Records:
════════════════

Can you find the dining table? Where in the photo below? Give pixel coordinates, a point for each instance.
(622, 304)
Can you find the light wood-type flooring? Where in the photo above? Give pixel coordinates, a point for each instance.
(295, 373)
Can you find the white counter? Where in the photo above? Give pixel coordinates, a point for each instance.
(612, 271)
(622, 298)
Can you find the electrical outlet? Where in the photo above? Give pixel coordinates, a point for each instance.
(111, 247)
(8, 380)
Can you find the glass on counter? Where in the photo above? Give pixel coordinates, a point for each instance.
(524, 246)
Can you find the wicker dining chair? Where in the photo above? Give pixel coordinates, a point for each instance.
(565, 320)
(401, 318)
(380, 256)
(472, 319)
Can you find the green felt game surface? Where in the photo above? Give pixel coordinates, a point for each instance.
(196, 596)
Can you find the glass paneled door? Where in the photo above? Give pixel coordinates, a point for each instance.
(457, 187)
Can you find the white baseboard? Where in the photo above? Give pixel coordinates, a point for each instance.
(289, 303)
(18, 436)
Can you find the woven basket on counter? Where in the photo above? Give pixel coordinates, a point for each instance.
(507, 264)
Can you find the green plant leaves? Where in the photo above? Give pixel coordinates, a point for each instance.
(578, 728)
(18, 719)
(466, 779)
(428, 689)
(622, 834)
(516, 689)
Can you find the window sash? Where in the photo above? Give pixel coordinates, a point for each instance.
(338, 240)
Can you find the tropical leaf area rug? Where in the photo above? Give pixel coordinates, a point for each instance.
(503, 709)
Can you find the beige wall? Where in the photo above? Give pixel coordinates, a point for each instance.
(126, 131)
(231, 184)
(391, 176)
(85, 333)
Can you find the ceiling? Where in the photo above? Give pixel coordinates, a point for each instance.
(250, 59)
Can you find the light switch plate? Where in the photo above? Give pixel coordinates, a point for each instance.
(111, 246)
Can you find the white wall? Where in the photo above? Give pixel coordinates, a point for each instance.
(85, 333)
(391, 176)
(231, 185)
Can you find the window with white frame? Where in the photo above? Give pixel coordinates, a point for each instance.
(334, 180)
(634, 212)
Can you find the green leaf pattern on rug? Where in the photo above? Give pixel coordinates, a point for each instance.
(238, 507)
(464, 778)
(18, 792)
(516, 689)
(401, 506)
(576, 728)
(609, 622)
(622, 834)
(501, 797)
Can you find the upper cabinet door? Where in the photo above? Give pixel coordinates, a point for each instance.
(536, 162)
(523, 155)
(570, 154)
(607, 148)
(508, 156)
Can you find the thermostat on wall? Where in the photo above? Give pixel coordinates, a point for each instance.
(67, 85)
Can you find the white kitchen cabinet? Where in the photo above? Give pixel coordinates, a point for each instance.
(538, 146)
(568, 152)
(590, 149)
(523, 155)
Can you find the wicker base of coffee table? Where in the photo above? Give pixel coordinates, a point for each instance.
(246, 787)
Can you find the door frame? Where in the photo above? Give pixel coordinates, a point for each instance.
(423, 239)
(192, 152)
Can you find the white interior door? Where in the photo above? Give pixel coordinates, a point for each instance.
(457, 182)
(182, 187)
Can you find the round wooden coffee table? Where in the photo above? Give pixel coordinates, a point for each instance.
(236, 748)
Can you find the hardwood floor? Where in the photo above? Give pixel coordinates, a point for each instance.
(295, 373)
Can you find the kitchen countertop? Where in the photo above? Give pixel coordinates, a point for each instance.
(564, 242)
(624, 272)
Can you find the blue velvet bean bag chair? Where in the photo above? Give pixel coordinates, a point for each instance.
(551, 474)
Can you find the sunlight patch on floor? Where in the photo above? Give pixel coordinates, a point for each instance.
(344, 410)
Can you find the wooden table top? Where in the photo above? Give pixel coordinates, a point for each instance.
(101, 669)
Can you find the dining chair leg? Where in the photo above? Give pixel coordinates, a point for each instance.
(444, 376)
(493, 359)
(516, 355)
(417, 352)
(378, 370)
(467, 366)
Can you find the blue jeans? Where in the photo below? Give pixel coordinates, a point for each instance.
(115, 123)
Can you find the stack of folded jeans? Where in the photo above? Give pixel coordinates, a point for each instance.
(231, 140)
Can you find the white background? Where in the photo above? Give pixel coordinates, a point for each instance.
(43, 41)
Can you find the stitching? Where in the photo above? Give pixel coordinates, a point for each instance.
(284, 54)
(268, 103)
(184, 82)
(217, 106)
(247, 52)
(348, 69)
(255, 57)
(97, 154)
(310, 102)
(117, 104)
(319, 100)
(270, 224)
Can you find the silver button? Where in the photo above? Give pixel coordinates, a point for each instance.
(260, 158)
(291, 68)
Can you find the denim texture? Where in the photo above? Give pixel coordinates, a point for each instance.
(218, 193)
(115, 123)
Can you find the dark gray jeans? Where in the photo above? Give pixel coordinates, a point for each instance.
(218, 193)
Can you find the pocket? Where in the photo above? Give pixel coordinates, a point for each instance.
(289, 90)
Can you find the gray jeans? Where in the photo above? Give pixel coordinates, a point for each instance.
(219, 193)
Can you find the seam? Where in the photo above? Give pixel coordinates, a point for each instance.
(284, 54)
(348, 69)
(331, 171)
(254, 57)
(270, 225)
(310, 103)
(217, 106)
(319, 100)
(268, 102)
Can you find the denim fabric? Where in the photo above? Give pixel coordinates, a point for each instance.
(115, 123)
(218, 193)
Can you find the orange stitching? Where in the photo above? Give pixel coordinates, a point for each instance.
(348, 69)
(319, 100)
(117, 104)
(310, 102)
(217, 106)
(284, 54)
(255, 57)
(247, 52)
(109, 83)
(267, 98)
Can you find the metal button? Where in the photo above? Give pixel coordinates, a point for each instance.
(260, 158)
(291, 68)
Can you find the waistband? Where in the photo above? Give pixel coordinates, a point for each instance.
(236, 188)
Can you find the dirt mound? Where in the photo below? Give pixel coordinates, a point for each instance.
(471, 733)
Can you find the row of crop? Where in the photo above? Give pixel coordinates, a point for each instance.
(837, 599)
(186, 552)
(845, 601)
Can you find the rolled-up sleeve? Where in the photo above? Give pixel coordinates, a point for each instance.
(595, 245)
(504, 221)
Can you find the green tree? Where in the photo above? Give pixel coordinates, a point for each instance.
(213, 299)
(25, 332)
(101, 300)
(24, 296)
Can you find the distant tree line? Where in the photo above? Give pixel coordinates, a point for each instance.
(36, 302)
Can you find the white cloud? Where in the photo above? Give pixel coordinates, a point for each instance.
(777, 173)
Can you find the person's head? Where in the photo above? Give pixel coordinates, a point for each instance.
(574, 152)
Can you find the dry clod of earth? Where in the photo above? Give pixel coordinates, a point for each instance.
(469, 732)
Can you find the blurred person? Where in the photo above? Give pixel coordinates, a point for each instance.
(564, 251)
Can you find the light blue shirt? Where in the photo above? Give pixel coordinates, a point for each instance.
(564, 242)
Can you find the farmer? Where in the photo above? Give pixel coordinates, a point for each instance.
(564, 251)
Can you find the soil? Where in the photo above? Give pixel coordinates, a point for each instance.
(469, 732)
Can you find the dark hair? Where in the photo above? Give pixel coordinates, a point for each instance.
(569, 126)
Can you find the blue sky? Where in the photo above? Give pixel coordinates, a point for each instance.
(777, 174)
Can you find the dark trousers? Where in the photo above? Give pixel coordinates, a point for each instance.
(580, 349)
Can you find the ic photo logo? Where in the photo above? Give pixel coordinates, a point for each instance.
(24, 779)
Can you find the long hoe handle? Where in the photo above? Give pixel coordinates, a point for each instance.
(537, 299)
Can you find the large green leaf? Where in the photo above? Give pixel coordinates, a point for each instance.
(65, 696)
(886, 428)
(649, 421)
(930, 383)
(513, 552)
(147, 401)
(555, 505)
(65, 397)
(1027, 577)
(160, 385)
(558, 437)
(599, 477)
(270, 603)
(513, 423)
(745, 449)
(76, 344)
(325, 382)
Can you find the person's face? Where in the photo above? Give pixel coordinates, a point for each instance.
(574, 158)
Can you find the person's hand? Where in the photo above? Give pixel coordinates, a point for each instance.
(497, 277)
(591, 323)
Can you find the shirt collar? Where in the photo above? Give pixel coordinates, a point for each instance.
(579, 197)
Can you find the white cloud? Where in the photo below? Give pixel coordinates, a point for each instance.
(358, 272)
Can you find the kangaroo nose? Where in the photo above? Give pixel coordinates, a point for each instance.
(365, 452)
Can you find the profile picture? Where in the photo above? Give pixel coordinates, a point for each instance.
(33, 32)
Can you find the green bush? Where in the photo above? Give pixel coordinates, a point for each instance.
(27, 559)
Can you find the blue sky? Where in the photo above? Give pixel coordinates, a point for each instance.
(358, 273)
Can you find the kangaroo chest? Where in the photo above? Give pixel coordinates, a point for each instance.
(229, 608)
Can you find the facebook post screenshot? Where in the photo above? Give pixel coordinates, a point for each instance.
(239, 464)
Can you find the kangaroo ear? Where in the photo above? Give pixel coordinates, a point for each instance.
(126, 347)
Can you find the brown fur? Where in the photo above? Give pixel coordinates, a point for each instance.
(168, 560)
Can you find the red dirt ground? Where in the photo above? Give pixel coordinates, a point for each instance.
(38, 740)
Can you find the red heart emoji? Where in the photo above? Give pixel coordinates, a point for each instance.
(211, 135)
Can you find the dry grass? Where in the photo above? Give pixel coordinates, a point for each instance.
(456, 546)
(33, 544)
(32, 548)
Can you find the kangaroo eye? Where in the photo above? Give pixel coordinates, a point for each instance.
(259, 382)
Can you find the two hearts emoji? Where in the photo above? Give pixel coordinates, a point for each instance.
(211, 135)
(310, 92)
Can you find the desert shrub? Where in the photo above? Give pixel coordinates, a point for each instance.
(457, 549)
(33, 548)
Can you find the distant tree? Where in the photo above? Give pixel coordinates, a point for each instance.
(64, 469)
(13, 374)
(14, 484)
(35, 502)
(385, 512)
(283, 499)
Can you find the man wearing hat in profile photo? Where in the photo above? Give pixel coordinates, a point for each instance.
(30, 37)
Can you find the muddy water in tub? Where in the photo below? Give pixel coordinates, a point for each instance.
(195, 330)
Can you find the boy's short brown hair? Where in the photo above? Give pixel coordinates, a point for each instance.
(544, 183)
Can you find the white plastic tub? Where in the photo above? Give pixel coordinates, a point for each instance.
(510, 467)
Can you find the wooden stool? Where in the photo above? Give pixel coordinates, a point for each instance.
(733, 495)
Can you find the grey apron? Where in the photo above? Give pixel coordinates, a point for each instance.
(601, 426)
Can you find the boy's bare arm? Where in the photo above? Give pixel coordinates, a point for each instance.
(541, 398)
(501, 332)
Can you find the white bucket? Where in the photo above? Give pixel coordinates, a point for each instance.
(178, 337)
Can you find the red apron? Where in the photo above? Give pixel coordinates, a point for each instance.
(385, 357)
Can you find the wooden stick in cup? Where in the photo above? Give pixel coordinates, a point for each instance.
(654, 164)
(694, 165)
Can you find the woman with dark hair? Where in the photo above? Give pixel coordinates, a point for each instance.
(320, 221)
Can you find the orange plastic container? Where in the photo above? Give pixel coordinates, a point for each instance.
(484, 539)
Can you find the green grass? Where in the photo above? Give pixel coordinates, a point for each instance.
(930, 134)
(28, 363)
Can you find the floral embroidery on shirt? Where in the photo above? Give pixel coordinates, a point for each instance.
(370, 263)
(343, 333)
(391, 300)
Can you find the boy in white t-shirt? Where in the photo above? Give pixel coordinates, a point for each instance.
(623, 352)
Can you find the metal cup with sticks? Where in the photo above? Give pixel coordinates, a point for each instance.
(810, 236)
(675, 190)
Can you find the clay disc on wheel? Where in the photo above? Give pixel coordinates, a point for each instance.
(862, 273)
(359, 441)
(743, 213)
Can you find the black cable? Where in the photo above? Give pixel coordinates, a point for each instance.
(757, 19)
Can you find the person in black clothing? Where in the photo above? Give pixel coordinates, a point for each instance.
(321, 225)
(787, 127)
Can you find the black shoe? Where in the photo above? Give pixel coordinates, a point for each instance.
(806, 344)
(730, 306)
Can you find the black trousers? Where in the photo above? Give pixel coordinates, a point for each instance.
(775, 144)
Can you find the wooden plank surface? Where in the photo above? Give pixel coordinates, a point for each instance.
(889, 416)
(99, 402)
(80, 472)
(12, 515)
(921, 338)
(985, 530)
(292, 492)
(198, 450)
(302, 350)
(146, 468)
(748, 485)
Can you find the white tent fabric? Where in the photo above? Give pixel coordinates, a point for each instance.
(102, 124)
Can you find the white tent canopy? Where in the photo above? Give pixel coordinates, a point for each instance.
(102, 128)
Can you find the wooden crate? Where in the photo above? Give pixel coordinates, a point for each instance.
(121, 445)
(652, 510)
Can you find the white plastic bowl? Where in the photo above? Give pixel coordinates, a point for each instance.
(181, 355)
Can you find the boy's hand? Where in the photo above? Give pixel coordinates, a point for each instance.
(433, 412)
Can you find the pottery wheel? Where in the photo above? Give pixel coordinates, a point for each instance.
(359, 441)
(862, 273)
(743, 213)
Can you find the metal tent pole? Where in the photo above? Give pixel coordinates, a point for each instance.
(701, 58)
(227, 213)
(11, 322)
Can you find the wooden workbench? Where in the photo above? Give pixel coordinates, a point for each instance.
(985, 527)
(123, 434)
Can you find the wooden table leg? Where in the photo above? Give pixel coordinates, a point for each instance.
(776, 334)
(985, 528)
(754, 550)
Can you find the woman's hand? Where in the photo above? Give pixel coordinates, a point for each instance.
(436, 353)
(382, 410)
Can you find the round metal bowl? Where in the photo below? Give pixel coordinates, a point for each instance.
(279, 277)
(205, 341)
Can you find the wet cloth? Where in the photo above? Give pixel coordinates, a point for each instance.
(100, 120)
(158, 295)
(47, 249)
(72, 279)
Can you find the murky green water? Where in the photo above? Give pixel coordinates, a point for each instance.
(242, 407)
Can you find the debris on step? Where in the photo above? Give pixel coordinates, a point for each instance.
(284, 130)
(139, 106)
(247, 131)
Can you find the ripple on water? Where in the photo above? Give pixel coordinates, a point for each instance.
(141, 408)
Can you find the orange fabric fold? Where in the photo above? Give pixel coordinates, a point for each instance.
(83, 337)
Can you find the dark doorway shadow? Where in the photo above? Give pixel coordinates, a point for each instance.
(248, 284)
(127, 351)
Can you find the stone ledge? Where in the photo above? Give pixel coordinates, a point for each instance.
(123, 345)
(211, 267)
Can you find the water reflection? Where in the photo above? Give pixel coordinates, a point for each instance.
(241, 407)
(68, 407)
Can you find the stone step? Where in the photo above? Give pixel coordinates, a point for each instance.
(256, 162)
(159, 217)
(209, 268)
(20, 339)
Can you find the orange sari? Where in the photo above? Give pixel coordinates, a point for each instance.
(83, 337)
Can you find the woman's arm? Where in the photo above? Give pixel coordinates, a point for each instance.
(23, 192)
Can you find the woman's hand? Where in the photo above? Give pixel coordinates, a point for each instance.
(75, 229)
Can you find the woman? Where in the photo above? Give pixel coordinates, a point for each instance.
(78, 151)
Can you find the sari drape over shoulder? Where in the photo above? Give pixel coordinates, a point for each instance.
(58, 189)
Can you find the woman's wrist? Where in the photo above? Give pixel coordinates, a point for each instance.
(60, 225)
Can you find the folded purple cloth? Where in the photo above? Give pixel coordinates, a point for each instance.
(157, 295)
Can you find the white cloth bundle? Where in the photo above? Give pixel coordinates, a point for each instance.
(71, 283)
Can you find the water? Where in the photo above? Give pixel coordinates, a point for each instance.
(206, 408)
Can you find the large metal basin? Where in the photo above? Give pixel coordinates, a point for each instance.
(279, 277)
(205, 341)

════════════════

Written problem: Write out again the records from the line containing "Can you find the folded" through the end of the records, inclusive, with the requests kept, and shift every pixel coordinate in the answers by adding 67 to it.

Completed task:
Can you find the folded purple cloth? Where in the photo above? Give pixel coordinates, a point for each instance.
(224, 362)
Can you find the white cloth bundle? Where in the photo above? Give pixel coordinates, a point for each instance.
(138, 350)
Can you find the water? Where in the photo above? Give pixel coordinates, a point for each instance.
(273, 475)
Can you find the large metal basin? Where in the photo above? Give pixel coordinates, a point for each instance.
(346, 344)
(272, 408)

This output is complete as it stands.